* _Условие задания_:
Перечислите все строки ниже, в которых встречается слово «black», с учетом регистра букв.

* _Исходные данные_:
+++
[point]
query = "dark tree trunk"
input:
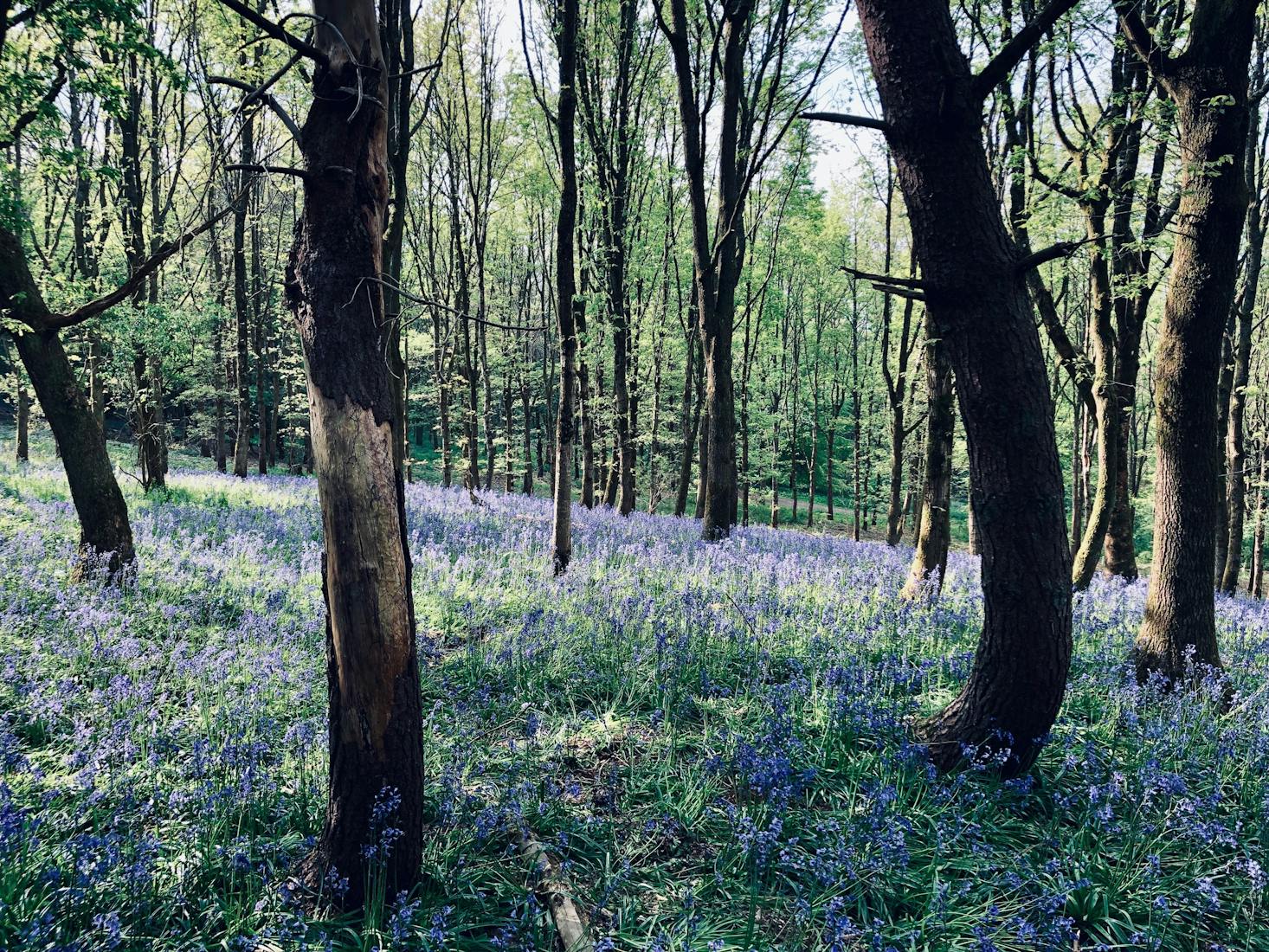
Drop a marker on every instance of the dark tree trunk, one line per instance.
(979, 305)
(376, 725)
(1223, 388)
(1235, 448)
(718, 261)
(588, 438)
(104, 528)
(568, 305)
(934, 537)
(1181, 614)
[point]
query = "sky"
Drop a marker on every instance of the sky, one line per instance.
(838, 90)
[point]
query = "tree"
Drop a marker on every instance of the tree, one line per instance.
(375, 810)
(931, 557)
(1208, 84)
(757, 108)
(569, 306)
(972, 285)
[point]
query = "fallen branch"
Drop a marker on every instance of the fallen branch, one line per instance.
(552, 890)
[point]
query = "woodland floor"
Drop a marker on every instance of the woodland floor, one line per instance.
(713, 739)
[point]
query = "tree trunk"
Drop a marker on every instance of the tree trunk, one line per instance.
(1181, 614)
(23, 421)
(568, 306)
(1105, 405)
(1258, 541)
(977, 304)
(895, 506)
(242, 310)
(373, 832)
(588, 438)
(934, 537)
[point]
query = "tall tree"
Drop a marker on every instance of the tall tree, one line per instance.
(748, 59)
(1208, 84)
(976, 299)
(375, 810)
(569, 306)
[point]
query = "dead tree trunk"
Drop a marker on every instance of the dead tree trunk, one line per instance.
(373, 832)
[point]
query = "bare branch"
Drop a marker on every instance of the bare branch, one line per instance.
(866, 122)
(267, 98)
(1012, 52)
(56, 321)
(1061, 249)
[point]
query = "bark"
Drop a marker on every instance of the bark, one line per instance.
(1258, 541)
(242, 310)
(1235, 449)
(718, 261)
(588, 438)
(977, 304)
(376, 725)
(1208, 84)
(934, 537)
(106, 535)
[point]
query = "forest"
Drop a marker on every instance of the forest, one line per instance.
(610, 475)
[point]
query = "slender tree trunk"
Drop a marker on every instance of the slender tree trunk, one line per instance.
(588, 438)
(895, 506)
(242, 309)
(568, 306)
(1223, 389)
(23, 449)
(1181, 614)
(703, 453)
(934, 537)
(831, 448)
(1235, 454)
(376, 724)
(1107, 408)
(1258, 543)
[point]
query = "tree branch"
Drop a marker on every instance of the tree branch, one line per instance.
(56, 321)
(275, 169)
(267, 98)
(1012, 52)
(1061, 249)
(277, 32)
(1141, 40)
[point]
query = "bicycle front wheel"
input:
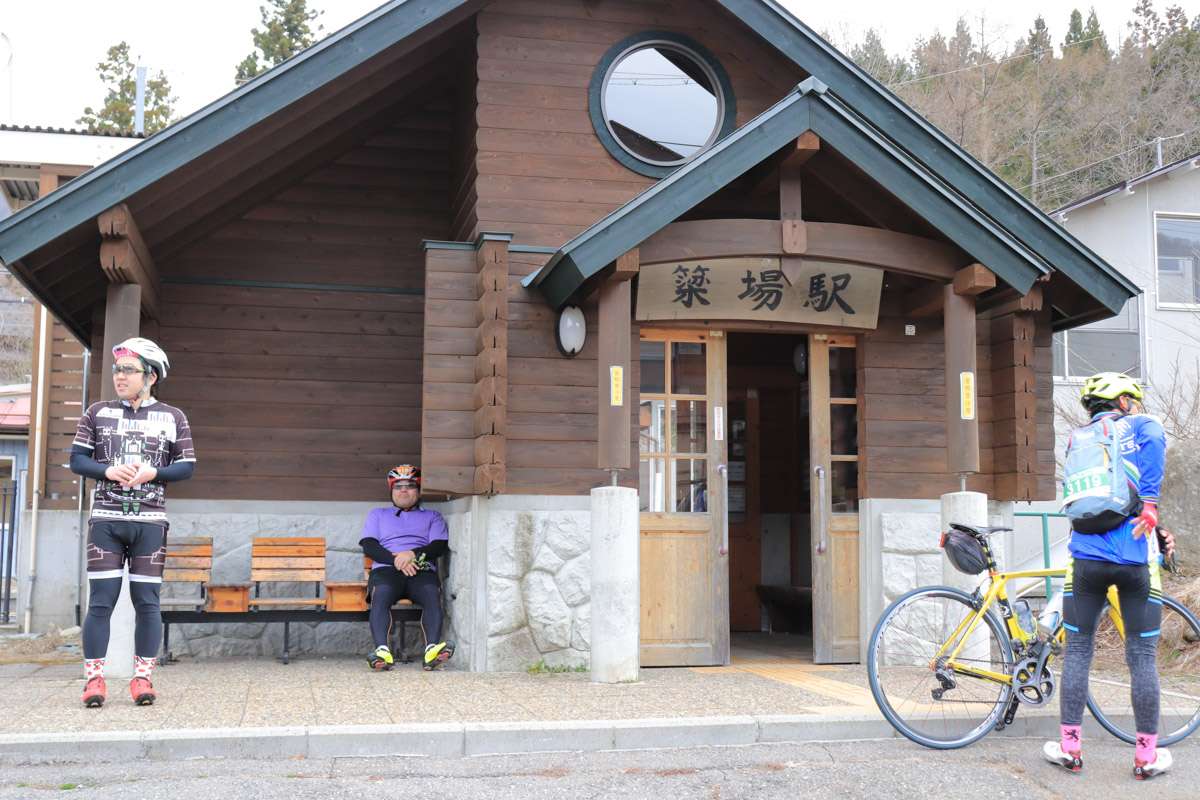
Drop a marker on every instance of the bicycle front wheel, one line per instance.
(1179, 677)
(919, 696)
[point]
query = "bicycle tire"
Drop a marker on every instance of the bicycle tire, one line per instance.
(1179, 677)
(909, 635)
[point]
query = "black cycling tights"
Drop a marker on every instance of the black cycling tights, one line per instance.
(148, 631)
(423, 589)
(1140, 594)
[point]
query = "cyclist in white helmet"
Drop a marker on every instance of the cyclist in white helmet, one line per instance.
(1126, 555)
(132, 447)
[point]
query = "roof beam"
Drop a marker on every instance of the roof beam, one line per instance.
(125, 257)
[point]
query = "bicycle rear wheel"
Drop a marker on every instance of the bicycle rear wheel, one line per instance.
(941, 710)
(1179, 677)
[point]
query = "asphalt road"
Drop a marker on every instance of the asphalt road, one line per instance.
(993, 769)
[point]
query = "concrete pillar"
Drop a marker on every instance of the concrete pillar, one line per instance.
(970, 509)
(616, 585)
(119, 661)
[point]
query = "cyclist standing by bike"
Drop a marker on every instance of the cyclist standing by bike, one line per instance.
(132, 447)
(1126, 557)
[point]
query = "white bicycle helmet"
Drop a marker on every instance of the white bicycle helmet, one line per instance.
(148, 352)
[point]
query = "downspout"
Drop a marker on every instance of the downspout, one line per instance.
(83, 482)
(39, 464)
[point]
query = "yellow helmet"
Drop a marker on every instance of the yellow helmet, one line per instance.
(1110, 385)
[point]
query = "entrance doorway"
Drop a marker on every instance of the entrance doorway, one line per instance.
(749, 493)
(793, 488)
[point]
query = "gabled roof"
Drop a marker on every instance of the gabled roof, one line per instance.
(568, 276)
(909, 143)
(232, 115)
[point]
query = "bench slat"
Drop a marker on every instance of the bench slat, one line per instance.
(186, 576)
(287, 601)
(287, 576)
(184, 551)
(285, 563)
(189, 563)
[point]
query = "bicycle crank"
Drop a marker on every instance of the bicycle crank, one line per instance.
(1033, 684)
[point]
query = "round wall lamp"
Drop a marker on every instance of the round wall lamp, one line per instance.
(570, 331)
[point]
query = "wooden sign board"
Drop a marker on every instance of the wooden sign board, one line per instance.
(825, 293)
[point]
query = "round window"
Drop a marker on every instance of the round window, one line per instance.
(658, 101)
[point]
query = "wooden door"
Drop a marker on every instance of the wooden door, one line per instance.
(743, 500)
(833, 421)
(682, 444)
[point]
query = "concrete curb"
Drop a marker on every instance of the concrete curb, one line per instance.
(460, 739)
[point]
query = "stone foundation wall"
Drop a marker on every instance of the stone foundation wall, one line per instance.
(539, 583)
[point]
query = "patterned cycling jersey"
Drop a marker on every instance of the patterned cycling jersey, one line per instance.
(156, 434)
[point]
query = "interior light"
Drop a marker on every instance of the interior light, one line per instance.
(801, 358)
(570, 331)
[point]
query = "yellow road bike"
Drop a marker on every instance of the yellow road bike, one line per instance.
(946, 668)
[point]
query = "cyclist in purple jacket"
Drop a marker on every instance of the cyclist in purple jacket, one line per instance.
(405, 541)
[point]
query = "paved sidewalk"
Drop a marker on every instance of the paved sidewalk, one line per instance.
(336, 707)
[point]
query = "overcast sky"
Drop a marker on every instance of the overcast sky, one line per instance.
(58, 43)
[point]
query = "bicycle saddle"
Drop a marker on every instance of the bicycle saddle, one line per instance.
(979, 531)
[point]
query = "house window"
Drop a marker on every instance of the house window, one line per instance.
(1108, 346)
(658, 100)
(1177, 240)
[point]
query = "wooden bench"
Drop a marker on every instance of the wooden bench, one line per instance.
(283, 560)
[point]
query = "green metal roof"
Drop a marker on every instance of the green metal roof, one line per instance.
(567, 277)
(208, 128)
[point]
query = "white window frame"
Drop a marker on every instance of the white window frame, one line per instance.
(1143, 354)
(1168, 305)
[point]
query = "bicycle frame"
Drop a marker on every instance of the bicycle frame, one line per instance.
(997, 593)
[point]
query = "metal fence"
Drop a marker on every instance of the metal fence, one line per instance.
(7, 549)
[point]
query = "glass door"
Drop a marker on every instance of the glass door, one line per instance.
(833, 429)
(684, 535)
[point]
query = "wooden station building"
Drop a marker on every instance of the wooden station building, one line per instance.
(807, 311)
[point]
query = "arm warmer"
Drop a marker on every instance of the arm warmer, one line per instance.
(82, 463)
(377, 552)
(433, 551)
(180, 470)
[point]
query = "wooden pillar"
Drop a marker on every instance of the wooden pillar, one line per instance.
(1014, 407)
(491, 365)
(795, 235)
(123, 317)
(613, 365)
(961, 401)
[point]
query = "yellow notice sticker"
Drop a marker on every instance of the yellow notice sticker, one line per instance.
(966, 392)
(617, 384)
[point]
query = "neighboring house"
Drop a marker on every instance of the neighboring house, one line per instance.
(35, 161)
(787, 277)
(1149, 228)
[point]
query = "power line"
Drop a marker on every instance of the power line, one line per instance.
(979, 66)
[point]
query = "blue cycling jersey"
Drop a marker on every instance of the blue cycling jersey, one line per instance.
(1144, 450)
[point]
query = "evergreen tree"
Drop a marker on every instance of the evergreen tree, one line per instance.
+++
* _Ответ к заданию_:
query = "black cycling tights"
Drop a marker on every instance of the black cycling tights, one line per instance.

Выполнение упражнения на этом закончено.